D.7.5.1 Verification of free vibration or resonance behavior
In the case of a comfort study of a railway structure or a footbridge, it is advisable to look for loads cases that can cause the structure to resonate and the consequences of such resonance. For this, it is therefore necessary to apply periodic loads that can cause these resonances.
As a reminder, the resonance of the structure occurs when the periodic loading is at a frequency identical to one of the structure’s eigenfrequencies.
To verify that the frequencies of the applied periodic loads are consistent with those of the structure, we can easily find them on the time graphs obtained a posteriori. This method is applied to the temporal evolution of the acceleration, velocity or displacement of a representative node (for example the middle of a beam).
To do this, we count the number of periods between two distant points in time and divide this number by the time separating these two points. This gives a good approximation of the vibration frequency of the node in question:
Structure’s first eigenmode temporal acceleration of a representative node
6.36 Hz/6.25 Hz =1.018; the approximation giving 6.25 Hz gives the right rough estimate
=> the node is excited according to the first eigenmode of the structure.
If the curve shows a very marked periodic variation over the time period in which the loading is applied, this corresponds to a forced vibration of the structure, and the method described above ensures that the frequency of the loading is indeed that expected.
If the curve shows this periodic variation over a time period after loading (the calculation was continued after the loading was stopped), this corresponds to the free vibrations of the structure. The method described above allows, in this case, to estimate the main eigenfrequency of the structure and thus to make sure that the excited eigenmode is the right one.

> **Record set**:
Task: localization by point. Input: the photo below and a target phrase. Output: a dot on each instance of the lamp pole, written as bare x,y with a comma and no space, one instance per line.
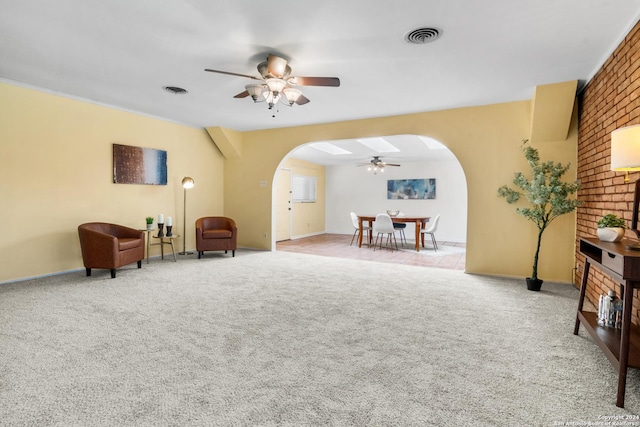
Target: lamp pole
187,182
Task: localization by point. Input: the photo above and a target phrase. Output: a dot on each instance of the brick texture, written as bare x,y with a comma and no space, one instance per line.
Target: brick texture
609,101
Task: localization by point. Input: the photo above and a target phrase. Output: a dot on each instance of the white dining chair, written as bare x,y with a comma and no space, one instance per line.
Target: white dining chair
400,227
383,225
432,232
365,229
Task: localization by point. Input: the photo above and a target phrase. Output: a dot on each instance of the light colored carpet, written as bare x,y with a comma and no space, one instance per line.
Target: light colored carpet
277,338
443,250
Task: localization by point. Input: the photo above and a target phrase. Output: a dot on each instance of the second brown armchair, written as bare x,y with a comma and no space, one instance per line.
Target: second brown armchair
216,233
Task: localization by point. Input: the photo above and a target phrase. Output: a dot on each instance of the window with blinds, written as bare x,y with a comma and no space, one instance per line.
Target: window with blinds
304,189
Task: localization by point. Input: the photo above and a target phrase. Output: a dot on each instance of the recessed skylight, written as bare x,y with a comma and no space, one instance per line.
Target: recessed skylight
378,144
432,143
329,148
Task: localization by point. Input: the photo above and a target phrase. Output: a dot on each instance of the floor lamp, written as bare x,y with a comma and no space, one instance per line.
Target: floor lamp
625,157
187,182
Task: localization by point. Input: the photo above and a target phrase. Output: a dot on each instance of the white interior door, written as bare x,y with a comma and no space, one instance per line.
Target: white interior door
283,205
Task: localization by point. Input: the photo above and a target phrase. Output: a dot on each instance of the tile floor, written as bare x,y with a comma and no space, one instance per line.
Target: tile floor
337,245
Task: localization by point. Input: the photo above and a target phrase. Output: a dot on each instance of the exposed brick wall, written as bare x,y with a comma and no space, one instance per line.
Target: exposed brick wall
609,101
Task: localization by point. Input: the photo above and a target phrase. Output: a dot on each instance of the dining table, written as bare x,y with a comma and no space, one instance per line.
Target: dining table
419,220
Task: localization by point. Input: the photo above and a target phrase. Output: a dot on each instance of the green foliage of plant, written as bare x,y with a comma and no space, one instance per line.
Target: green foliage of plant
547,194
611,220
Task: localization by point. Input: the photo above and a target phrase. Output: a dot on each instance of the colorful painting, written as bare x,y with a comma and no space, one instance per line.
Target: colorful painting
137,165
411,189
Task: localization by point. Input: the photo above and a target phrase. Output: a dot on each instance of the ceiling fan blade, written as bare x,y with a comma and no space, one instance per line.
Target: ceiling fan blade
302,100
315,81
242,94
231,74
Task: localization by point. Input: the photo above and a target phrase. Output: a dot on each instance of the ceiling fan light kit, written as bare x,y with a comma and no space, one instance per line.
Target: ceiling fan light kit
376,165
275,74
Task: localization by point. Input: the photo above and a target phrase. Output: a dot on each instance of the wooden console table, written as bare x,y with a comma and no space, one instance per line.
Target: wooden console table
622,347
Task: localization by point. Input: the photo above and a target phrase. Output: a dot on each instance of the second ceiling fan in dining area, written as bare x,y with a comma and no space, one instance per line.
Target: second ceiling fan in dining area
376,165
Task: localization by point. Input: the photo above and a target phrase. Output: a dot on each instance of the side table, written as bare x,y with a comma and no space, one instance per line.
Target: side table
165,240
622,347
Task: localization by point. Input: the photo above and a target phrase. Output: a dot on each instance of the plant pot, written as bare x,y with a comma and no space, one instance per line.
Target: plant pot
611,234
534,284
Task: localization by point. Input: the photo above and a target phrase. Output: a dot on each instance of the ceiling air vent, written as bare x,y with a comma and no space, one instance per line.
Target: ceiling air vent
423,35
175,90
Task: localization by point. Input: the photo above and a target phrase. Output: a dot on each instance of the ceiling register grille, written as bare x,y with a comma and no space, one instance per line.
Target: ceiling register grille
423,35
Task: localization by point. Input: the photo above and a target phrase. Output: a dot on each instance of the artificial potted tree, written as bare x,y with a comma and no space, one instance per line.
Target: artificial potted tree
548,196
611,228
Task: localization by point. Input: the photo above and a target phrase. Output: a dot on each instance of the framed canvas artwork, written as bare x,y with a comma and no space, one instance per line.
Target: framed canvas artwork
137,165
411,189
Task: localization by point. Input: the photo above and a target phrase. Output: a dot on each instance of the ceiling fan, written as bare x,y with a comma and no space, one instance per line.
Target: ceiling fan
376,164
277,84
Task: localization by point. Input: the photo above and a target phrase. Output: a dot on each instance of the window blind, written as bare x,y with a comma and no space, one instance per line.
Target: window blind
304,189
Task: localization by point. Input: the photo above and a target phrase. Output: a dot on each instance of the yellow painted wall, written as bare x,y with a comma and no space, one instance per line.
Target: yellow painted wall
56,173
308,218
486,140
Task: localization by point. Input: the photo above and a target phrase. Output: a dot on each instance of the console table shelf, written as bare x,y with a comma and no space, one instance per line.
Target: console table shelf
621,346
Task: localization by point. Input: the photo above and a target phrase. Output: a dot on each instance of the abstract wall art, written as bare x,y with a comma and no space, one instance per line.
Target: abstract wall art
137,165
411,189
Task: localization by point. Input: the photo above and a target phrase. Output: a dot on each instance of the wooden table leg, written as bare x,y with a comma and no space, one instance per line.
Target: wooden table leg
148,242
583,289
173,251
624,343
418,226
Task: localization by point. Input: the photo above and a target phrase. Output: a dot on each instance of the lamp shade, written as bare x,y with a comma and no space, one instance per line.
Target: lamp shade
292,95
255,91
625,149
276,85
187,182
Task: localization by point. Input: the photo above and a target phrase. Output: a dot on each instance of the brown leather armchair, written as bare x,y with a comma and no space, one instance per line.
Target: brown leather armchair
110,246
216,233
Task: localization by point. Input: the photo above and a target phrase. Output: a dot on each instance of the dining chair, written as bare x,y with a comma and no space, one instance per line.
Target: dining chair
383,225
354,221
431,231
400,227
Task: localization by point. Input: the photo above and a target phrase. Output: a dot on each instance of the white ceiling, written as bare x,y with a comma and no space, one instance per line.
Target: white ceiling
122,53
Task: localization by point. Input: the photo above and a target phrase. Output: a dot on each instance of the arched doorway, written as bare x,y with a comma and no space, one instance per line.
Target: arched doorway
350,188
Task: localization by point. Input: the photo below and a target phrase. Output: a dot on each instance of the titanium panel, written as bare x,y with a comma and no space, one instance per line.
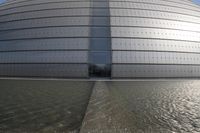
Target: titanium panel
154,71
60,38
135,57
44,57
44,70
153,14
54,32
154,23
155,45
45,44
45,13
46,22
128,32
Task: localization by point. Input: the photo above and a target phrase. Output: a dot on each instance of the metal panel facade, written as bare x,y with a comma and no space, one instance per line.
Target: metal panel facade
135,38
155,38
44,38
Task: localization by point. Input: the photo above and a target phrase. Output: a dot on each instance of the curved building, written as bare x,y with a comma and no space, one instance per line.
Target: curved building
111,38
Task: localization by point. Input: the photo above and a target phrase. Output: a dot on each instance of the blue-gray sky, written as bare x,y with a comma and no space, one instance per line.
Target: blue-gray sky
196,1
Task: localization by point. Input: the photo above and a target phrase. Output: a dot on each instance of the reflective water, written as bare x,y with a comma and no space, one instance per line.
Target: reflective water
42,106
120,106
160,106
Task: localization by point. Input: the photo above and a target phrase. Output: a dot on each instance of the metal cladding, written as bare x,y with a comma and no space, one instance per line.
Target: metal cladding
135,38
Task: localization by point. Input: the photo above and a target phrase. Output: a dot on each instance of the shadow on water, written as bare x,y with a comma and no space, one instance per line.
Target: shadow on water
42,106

...

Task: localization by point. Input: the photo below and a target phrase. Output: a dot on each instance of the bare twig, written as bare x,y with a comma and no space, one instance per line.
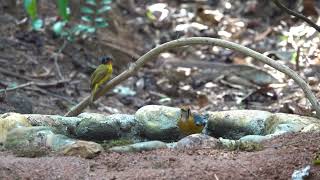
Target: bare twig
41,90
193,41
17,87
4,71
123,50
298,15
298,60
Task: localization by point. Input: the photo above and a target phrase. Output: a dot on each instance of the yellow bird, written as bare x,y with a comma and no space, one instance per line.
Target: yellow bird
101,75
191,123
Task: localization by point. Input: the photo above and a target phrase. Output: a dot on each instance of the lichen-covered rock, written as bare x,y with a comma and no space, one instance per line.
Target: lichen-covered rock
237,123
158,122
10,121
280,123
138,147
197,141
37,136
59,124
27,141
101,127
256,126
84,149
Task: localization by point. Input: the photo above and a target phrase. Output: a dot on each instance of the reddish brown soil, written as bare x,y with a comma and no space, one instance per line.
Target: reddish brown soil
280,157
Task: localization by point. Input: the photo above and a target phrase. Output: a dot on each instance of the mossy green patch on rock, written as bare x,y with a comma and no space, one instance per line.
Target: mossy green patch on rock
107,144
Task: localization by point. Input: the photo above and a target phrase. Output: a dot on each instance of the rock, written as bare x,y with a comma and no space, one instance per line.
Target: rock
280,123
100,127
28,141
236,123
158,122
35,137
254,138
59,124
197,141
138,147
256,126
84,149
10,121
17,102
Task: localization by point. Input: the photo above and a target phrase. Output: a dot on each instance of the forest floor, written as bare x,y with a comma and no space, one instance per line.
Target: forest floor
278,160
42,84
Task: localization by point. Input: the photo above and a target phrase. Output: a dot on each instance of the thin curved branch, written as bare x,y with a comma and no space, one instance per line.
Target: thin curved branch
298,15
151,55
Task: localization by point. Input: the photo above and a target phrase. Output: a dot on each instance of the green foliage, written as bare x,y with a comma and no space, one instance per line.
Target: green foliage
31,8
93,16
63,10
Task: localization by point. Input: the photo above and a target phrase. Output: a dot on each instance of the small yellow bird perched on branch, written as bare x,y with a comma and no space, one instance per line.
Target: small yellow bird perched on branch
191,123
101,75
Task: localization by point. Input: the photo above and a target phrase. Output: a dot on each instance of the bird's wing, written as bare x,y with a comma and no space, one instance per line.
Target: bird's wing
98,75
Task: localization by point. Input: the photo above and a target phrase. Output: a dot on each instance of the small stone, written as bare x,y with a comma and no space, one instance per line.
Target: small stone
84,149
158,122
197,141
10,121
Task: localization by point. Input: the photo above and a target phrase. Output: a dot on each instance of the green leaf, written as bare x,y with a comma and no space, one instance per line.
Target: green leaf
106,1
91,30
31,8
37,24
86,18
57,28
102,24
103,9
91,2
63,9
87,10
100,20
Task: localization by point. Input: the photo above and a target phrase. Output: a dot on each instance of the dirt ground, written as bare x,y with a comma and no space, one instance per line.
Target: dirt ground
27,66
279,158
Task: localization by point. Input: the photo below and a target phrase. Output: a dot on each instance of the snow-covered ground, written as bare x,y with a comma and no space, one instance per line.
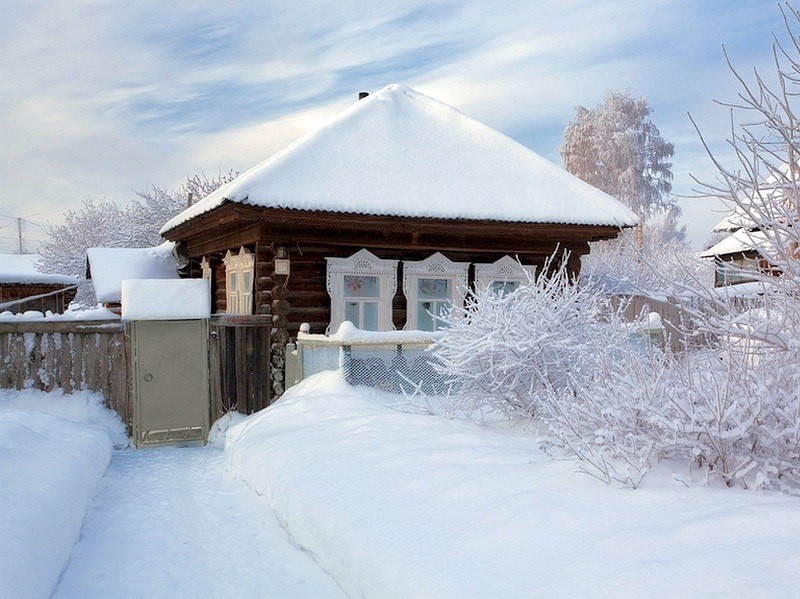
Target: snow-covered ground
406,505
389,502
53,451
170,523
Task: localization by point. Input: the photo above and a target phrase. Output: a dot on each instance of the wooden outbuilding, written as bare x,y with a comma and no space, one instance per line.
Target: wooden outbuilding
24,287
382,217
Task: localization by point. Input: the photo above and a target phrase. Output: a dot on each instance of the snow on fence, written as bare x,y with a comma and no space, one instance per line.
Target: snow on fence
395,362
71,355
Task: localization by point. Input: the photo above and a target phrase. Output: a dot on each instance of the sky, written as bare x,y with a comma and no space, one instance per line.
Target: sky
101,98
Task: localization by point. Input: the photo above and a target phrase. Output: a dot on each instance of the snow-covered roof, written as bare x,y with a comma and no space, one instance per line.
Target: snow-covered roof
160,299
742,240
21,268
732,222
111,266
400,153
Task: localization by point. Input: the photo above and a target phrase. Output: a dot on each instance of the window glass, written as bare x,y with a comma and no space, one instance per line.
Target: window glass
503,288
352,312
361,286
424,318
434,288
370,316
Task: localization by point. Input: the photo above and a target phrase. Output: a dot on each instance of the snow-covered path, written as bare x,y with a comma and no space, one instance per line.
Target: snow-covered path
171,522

--

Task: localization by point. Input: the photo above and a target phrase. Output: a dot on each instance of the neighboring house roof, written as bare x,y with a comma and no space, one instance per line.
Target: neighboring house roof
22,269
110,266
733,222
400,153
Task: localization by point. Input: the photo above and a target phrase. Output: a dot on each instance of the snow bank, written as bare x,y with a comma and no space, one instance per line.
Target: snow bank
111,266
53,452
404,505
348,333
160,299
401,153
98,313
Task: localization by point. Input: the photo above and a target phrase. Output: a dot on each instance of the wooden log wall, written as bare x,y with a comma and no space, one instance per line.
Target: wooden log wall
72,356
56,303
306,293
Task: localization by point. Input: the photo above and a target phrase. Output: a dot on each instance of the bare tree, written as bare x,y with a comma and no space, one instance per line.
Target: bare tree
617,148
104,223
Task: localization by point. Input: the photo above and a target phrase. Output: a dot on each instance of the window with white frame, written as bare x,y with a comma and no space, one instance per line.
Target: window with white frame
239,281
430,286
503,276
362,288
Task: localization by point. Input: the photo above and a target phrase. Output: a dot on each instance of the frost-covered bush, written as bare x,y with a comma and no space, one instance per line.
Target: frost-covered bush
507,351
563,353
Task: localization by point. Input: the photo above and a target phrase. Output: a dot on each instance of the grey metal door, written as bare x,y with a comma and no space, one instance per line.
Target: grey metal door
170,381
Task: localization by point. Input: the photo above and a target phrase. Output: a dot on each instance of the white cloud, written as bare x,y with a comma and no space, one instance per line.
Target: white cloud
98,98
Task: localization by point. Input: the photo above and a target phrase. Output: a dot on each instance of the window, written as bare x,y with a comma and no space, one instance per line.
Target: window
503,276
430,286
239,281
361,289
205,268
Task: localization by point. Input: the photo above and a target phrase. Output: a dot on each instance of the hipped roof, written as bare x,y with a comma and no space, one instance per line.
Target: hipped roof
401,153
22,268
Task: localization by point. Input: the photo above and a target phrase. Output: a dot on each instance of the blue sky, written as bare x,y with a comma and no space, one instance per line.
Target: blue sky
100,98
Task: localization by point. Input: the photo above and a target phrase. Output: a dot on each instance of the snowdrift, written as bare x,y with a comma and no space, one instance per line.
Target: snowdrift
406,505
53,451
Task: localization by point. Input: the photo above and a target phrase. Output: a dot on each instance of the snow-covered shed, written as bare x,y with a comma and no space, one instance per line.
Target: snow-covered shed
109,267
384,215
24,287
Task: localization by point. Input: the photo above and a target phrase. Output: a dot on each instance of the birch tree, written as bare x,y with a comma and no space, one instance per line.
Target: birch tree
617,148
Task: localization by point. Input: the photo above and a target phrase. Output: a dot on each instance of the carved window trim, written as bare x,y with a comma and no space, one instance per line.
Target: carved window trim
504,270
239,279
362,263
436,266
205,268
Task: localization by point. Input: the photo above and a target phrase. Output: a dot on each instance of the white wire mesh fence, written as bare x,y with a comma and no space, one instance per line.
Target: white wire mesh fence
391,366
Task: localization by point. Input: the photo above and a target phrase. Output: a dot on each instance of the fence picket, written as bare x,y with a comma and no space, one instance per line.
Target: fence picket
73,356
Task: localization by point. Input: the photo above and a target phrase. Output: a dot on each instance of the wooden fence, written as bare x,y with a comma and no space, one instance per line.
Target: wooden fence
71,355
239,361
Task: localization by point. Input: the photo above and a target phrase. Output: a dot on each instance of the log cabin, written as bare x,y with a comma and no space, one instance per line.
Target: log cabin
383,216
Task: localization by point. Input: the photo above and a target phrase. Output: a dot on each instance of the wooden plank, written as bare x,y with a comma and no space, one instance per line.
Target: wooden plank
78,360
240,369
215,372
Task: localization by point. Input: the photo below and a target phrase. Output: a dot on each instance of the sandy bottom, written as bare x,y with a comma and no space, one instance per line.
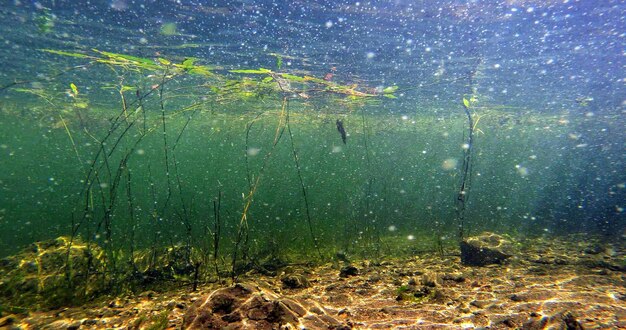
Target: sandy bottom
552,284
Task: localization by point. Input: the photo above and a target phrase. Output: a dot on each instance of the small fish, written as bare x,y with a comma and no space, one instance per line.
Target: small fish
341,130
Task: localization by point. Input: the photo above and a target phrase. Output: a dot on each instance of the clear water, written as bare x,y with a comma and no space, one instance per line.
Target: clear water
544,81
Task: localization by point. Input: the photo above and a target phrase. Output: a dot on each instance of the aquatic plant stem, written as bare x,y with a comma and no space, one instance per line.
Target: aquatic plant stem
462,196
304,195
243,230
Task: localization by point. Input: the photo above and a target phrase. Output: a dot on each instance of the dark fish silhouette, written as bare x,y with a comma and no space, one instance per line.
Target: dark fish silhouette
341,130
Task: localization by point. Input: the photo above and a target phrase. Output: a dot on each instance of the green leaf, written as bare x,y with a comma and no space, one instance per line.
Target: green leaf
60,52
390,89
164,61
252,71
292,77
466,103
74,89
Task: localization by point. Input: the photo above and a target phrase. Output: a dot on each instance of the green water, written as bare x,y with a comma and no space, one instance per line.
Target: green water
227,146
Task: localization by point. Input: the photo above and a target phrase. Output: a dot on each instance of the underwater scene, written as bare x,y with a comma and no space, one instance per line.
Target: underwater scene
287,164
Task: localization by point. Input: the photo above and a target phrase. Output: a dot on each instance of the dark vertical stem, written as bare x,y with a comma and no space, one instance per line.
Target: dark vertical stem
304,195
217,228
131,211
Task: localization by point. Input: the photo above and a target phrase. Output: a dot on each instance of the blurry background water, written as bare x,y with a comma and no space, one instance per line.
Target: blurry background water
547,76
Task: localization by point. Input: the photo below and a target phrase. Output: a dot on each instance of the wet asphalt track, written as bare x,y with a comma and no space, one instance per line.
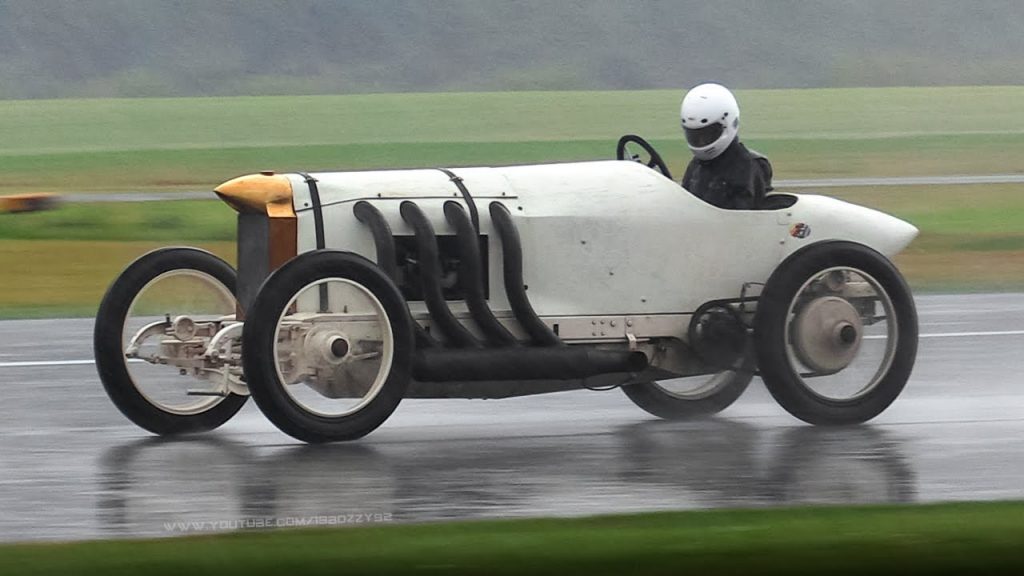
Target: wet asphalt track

> **Things to do**:
a: In the excerpt on verifying vibration behavior, when does a structure resonate?
b: Find and copy every line of the records that contains the string "mossy", treating uppercase and lowercase as different.

> **Exercise solutions**:
a: A structure resonates when the periodic loading is at a frequency identical to one of the structure's eigenfrequencies.

b:
Task: localization by point. Input: the photo above and a target phrase. Output: a dot on each instance of the mossy green patch on rock, written as bare x,y with a comma and no space, one instance per line.
Target: mossy green patch on rock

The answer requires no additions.